[Dataset entries]
- - - - -

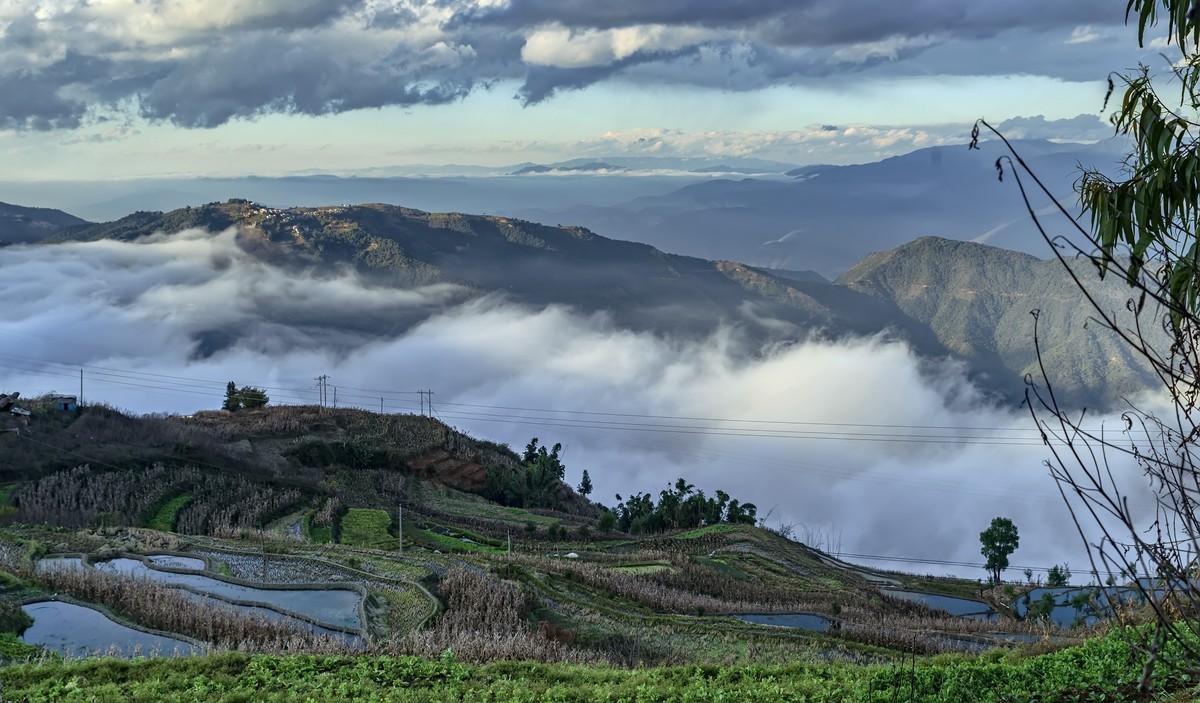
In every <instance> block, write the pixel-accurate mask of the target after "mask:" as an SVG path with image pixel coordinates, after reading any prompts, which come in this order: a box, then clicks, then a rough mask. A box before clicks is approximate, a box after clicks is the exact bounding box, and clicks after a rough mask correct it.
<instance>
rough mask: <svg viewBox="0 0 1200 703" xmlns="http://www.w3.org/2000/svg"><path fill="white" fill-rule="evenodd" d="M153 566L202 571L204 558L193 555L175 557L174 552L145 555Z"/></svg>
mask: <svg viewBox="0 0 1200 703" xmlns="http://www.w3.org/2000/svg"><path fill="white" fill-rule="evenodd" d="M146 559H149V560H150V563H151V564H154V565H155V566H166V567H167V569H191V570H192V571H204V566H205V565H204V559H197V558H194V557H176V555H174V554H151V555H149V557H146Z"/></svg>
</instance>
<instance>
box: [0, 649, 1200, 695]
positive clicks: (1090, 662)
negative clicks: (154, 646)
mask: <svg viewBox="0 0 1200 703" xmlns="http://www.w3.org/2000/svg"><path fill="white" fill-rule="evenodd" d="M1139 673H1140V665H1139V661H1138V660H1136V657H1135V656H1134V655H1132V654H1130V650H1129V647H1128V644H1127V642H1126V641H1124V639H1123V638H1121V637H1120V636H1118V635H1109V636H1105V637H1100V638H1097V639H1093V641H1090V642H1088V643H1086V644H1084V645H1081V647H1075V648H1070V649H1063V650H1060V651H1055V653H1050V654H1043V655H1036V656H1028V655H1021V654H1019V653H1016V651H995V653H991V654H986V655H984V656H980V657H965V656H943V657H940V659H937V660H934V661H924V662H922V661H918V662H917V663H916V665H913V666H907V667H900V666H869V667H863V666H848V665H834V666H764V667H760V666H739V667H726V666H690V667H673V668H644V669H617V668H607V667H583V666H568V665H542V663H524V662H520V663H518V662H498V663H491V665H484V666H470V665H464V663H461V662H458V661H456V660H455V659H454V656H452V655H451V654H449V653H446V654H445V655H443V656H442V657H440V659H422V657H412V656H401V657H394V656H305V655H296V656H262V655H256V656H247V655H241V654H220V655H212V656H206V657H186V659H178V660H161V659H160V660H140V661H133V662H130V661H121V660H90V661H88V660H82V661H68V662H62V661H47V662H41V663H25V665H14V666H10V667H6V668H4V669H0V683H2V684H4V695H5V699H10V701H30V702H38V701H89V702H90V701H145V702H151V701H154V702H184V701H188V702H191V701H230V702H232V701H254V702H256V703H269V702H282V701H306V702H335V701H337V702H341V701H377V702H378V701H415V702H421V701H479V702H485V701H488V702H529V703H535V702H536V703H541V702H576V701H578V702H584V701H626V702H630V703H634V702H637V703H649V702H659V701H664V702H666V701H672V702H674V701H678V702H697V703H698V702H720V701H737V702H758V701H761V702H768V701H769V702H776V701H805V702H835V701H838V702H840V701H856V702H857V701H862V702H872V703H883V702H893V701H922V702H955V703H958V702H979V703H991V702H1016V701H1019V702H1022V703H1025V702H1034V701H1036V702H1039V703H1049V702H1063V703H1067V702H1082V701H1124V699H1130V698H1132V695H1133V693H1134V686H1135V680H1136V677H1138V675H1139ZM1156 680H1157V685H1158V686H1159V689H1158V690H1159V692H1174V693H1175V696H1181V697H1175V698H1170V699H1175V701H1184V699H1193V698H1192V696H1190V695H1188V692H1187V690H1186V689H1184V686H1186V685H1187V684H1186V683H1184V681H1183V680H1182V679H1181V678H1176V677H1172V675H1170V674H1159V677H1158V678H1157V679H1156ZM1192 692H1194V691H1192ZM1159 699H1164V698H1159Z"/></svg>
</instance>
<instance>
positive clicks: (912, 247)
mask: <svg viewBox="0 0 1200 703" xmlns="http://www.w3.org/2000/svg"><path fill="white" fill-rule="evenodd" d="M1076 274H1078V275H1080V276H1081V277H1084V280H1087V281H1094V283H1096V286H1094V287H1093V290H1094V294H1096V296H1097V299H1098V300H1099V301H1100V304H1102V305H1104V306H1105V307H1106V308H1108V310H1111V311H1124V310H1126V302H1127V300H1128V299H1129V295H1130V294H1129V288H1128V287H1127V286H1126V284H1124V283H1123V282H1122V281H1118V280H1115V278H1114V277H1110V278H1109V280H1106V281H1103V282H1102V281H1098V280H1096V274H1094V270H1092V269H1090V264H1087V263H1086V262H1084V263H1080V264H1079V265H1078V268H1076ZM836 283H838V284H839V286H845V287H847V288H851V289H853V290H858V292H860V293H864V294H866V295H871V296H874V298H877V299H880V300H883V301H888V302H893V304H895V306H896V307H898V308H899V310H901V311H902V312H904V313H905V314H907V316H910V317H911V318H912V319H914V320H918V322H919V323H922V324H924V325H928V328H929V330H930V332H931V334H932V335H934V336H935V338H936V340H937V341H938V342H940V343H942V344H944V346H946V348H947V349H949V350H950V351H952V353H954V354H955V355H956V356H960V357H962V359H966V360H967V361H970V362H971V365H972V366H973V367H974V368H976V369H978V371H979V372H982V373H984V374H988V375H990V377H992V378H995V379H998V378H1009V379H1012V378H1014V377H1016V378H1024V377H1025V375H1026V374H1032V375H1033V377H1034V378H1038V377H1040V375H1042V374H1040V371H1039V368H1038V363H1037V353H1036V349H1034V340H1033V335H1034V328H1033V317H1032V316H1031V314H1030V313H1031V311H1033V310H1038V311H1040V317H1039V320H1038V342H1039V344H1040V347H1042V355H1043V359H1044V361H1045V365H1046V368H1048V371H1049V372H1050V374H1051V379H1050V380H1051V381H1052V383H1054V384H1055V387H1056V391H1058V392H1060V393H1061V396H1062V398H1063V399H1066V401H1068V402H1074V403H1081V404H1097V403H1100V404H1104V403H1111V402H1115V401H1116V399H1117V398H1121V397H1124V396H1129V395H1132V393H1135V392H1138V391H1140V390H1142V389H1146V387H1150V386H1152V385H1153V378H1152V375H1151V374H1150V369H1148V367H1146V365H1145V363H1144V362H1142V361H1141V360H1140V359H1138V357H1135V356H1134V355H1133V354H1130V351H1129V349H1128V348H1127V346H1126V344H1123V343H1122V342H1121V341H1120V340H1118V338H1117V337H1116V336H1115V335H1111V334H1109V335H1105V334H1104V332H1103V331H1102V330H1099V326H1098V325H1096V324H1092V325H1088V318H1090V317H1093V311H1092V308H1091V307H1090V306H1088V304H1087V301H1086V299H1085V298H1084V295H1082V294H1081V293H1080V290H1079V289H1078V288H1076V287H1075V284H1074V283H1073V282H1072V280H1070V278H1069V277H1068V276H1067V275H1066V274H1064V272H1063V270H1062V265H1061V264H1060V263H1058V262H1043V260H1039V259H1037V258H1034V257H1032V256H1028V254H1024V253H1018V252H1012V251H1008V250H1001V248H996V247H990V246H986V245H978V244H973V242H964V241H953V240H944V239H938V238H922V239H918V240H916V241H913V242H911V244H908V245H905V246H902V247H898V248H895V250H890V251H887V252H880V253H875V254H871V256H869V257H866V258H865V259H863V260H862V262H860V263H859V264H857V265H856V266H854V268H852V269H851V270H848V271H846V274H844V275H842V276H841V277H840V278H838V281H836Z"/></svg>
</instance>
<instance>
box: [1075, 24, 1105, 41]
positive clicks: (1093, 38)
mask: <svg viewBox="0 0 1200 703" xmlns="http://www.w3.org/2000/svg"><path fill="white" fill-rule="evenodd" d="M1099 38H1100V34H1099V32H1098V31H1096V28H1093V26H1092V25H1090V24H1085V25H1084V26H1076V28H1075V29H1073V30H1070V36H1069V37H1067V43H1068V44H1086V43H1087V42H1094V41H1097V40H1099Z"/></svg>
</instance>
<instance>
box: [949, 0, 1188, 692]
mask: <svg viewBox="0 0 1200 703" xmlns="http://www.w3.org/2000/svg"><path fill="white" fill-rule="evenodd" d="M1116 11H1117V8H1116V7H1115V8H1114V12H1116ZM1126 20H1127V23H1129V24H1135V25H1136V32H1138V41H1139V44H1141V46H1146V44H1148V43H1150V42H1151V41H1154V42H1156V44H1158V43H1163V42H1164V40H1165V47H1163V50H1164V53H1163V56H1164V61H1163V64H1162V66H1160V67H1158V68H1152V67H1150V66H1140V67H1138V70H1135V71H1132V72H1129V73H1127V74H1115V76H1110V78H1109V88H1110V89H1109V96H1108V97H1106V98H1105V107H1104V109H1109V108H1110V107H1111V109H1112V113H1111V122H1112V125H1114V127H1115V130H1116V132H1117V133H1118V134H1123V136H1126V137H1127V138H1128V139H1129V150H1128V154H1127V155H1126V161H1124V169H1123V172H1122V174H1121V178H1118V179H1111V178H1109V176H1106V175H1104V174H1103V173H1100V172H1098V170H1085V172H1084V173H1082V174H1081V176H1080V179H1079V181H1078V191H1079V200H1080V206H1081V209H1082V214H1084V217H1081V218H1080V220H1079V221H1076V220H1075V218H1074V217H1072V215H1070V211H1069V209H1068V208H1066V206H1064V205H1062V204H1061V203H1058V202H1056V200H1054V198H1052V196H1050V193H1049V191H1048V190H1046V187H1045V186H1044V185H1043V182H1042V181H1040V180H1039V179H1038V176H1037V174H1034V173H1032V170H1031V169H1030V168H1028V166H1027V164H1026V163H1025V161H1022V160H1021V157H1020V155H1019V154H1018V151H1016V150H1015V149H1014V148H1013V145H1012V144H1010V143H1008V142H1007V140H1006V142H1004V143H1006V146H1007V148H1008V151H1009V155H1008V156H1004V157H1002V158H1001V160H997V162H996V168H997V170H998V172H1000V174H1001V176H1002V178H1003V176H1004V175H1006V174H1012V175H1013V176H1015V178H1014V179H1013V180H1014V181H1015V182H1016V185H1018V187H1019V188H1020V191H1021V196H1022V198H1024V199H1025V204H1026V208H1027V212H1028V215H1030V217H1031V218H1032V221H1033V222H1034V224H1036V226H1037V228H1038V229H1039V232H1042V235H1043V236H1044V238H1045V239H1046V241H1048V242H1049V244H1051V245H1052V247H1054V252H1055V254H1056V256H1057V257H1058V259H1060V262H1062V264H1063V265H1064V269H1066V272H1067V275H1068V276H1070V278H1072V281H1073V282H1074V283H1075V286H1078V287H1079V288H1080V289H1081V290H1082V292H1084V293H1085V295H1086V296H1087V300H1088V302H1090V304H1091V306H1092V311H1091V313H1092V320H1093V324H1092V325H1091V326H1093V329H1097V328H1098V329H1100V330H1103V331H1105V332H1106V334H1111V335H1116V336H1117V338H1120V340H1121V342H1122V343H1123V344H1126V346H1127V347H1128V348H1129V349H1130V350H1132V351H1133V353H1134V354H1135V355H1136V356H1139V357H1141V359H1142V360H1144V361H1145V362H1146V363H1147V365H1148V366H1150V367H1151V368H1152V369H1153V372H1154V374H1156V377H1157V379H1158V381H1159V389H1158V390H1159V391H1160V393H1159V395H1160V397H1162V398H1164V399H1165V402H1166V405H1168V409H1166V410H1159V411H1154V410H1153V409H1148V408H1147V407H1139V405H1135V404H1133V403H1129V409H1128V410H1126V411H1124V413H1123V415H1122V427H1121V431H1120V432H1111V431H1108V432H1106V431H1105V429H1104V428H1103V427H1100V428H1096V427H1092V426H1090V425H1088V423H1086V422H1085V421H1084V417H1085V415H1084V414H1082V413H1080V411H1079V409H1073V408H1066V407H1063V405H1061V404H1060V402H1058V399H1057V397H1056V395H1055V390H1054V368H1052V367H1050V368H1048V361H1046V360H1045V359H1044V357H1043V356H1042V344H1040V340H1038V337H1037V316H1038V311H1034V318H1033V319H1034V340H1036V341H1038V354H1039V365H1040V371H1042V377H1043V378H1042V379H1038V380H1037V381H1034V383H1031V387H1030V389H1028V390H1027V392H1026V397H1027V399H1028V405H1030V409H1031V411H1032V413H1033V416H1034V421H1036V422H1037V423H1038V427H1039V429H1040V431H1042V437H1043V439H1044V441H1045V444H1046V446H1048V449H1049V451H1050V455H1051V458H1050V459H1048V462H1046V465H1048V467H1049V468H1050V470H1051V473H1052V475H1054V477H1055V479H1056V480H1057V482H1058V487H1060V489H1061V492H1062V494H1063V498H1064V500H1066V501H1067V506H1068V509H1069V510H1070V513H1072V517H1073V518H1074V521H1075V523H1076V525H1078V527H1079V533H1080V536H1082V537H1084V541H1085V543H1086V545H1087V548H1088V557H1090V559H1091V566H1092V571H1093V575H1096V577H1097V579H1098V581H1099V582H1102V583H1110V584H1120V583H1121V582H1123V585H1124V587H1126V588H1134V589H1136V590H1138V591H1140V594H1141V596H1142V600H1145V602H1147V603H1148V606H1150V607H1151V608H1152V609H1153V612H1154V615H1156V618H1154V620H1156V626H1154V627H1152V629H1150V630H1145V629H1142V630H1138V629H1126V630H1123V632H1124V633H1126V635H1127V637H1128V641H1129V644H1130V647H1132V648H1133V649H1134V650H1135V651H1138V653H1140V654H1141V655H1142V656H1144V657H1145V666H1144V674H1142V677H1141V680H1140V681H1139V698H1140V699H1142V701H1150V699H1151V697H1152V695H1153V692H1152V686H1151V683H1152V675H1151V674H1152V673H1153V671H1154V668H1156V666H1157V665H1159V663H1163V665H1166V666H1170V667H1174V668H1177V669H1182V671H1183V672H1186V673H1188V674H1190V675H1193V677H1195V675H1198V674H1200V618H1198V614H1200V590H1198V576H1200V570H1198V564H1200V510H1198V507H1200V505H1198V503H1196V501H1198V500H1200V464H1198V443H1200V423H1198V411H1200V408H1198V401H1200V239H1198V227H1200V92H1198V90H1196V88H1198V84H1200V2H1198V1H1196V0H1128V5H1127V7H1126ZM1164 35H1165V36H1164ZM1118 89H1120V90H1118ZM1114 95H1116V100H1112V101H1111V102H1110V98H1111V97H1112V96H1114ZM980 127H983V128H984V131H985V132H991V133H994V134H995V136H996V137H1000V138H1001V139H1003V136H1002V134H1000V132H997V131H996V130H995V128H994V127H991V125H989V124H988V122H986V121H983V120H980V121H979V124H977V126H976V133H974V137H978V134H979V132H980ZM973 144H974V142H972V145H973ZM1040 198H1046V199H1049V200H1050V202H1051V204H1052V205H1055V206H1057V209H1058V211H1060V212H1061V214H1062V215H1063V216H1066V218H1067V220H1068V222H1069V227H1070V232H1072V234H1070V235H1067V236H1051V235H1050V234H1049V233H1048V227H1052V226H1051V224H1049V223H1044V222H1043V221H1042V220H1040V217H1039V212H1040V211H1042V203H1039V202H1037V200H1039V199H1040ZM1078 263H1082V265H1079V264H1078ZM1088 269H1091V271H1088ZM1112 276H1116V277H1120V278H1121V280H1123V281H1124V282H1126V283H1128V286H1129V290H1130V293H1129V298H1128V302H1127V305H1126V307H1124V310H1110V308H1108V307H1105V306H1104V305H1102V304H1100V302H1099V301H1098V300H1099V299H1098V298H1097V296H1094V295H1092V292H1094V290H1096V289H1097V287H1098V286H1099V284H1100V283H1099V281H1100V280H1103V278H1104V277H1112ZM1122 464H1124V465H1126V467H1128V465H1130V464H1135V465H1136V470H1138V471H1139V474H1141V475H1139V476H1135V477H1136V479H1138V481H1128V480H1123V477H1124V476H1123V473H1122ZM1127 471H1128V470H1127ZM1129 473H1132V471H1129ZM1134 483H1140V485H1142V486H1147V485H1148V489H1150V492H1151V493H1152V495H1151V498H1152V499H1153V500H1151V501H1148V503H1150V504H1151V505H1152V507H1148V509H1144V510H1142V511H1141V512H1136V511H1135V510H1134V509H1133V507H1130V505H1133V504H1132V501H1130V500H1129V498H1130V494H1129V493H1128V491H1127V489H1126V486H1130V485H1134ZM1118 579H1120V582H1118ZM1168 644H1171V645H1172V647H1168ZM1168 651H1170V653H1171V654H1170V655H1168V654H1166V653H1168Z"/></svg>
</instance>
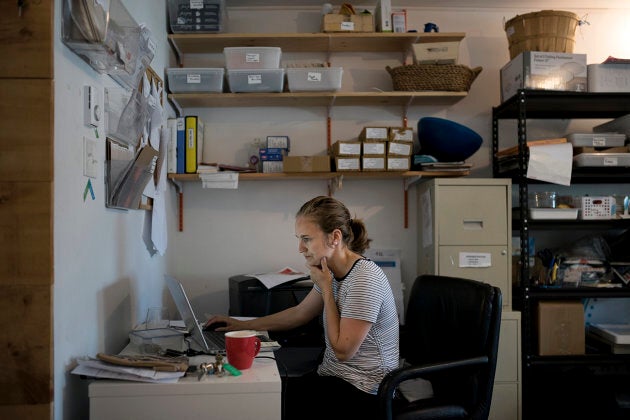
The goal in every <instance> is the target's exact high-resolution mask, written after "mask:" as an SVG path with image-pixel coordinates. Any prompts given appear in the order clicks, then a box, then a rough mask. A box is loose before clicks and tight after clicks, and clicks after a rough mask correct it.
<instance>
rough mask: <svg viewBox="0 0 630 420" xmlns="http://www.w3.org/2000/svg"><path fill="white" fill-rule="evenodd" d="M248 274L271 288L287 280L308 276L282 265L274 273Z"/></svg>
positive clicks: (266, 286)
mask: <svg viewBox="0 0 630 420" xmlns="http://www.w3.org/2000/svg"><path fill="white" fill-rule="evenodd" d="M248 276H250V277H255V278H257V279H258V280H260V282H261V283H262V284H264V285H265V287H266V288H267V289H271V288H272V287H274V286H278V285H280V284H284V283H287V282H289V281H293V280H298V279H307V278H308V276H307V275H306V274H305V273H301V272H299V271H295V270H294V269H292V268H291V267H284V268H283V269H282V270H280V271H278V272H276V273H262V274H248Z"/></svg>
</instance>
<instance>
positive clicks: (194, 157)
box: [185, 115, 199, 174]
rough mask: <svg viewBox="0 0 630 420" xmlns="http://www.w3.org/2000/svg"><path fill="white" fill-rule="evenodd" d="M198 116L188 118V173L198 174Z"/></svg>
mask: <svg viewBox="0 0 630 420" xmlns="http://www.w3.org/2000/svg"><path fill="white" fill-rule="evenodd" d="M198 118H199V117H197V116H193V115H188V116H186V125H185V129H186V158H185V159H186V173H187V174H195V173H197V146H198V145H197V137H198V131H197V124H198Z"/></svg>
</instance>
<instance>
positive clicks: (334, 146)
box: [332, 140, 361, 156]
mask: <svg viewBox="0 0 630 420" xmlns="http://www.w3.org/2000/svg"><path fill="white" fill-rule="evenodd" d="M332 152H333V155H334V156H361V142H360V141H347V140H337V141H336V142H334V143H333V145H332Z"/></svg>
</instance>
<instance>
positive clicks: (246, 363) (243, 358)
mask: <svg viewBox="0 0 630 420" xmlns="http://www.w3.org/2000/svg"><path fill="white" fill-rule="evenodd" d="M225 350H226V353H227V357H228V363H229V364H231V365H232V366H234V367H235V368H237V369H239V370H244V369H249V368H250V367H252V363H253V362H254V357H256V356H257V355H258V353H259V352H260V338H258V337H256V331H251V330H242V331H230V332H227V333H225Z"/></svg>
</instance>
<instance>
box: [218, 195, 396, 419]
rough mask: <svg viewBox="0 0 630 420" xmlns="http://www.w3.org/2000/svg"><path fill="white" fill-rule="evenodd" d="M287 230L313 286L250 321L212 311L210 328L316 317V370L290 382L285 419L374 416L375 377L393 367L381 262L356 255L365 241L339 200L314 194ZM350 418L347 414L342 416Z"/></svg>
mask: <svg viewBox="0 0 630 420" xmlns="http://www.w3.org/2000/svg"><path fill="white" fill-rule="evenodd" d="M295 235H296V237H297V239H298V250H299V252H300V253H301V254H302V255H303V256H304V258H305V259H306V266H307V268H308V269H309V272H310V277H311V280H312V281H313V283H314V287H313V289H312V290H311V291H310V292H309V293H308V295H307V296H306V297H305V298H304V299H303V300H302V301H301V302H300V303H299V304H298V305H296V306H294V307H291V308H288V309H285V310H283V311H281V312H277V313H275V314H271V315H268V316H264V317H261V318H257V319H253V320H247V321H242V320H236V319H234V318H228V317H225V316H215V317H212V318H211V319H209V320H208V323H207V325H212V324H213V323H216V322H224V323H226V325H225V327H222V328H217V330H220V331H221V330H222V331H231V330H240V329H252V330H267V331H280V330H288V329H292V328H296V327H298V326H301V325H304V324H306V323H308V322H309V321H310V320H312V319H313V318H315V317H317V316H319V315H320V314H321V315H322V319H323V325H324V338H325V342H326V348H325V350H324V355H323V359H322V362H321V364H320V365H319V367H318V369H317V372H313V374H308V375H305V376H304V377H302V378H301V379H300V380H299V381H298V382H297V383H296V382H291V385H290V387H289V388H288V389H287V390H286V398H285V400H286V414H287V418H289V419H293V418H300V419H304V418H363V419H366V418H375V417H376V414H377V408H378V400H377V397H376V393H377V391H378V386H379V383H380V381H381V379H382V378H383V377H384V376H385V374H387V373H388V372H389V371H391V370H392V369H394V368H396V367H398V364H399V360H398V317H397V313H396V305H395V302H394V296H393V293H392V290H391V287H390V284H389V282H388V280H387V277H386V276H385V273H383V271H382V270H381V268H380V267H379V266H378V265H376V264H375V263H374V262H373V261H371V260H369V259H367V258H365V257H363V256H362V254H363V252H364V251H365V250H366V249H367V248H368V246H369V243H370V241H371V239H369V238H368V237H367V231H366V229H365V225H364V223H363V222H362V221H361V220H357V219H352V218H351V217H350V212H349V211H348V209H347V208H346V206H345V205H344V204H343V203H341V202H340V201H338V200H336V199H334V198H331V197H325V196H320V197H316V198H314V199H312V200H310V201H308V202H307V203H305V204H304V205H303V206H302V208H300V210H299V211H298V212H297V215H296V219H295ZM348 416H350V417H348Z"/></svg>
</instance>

- - - - -

Action item
Which lines above contain "positive"? Show each of them.

Response
positive clicks: (1090, 662)
positive clicks: (912, 247)
positive clicks: (1093, 38)
positive clicks: (266, 286)
positive clicks: (194, 157)
positive clicks: (334, 146)
positive clicks: (246, 363) (243, 358)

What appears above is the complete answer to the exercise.